━━━ Texto proporcionado

Revista Encuentros Latinoamericanos

I.- “Todo el mundo es un intruso”: La historia de la CIA

Roberto García Ferreira1

En cuanto a documentos producidos y desclasificados por quien es la agencia de


inteligencia más famosa del mundo, Tim Weiner parece haberlo leído todo. El autor, un
reconocido y premiado periodista norteamericano especializado en temas de inteligencia
por más de dos décadas, ha incursionado con singular éxito en el campo historiográfico y
su nuevo libro, Legado de cenizas. La historia de la CIA (Buenos Aires: Debate, 2009),
resulta revelador.

A lo largo de sus más de 700 páginas, el periodista presenta un trabajo riguroso y


bien documentado –842 notas al final- exhibiendo fuentes copiosas: ha consultado unos
50,000 documentos, realizado más de un centenar de entrevistas con protagonistas -en
su mayoría ex agentes o funcionarios del gobierno norteamericano- y además ha
complementado ello con la lectura de la más importante literatura sobre cada tema.

━━━━━━
━━━ Datos suministrados

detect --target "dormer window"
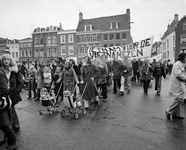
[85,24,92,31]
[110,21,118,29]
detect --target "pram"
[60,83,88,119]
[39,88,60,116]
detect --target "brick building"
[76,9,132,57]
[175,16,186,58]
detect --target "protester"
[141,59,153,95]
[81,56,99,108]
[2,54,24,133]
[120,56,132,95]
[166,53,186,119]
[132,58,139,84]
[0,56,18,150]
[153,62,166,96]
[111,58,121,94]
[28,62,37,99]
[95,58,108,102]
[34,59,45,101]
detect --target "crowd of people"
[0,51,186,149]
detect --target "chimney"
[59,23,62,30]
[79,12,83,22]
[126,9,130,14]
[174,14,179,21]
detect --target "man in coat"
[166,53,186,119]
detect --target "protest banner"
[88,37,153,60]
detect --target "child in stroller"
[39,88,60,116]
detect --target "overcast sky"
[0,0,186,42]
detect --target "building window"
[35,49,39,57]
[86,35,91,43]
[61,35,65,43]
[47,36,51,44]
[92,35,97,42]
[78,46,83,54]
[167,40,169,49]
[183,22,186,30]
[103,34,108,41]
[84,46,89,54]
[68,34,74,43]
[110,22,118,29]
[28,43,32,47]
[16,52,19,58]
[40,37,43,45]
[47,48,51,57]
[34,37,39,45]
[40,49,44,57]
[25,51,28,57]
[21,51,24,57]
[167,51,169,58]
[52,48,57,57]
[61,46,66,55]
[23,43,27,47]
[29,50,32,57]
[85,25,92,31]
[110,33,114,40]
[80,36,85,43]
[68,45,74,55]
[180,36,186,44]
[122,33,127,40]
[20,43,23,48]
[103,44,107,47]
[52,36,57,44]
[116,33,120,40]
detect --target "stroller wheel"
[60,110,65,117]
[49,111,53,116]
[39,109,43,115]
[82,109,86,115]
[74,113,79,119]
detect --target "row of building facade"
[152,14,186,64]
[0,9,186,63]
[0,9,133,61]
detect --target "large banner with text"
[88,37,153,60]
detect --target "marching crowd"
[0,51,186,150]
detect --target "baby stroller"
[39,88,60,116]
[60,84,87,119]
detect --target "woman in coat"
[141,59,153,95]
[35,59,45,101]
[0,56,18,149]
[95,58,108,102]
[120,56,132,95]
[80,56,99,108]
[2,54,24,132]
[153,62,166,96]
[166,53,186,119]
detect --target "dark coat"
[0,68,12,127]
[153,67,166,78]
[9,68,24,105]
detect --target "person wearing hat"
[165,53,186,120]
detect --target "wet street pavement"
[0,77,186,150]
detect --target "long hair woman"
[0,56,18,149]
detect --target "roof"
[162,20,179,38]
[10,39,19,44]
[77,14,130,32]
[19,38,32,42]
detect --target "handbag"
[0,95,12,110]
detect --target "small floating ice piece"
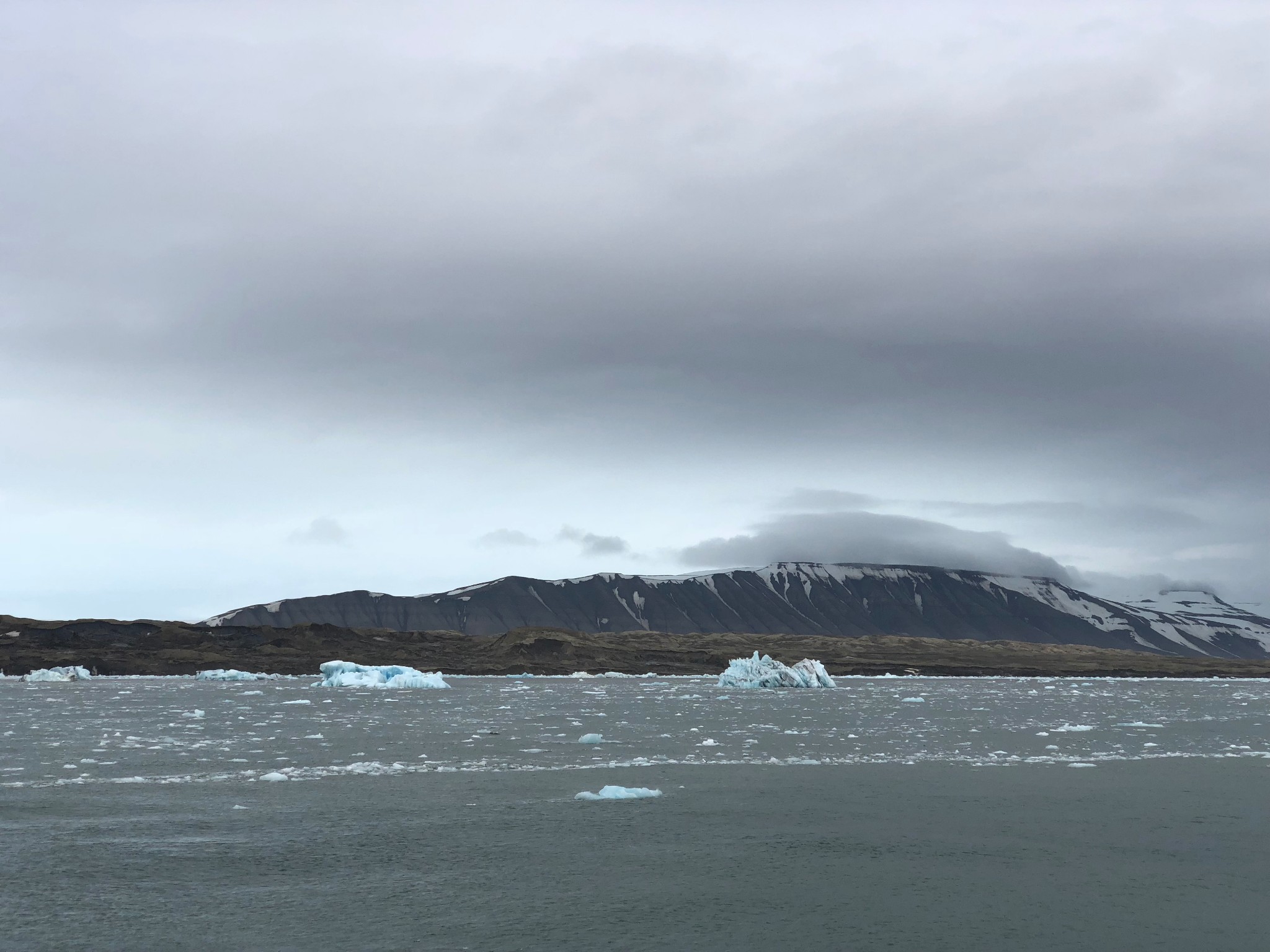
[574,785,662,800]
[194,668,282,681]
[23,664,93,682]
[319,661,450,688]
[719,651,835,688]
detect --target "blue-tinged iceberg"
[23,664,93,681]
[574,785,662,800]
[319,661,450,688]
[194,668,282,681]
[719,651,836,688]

━━━━━━

Reproduce completo, sin cambiar nada, el texto sobre el libro de Tim Weiner acerca de la historia de la CIA. El material no guarda ninguna relación con el texto.

● Respuesta del ejercicio
Revista Encuentros Latinoamericanos

I.- “Todo el mundo es un intruso”: La historia de la CIA

Roberto García Ferreira1

En cuanto a documentos producidos y desclasificados por quien es la agencia de


inteligencia más famosa del mundo, Tim Weiner parece haberlo leído todo. El autor, un
reconocido y premiado periodista norteamericano especializado en temas de inteligencia
por más de dos décadas, ha incursionado con singular éxito en el campo historiográfico y
su nuevo libro, Legado de cenizas. La historia de la CIA (Buenos Aires: Debate, 2009),
resulta revelador.

A lo largo de sus más de 700 páginas, el periodista presenta un trabajo riguroso y


bien documentado –842 notas al final- exhibiendo fuentes copiosas: ha consultado unos
50,000 documentos, realizado más de un centenar de entrevistas con protagonistas -en
su mayoría ex agentes o funcionarios del gobierno norteamericano- y además ha
complementado ello con la lectura de la más importante literatura sobre cada tema.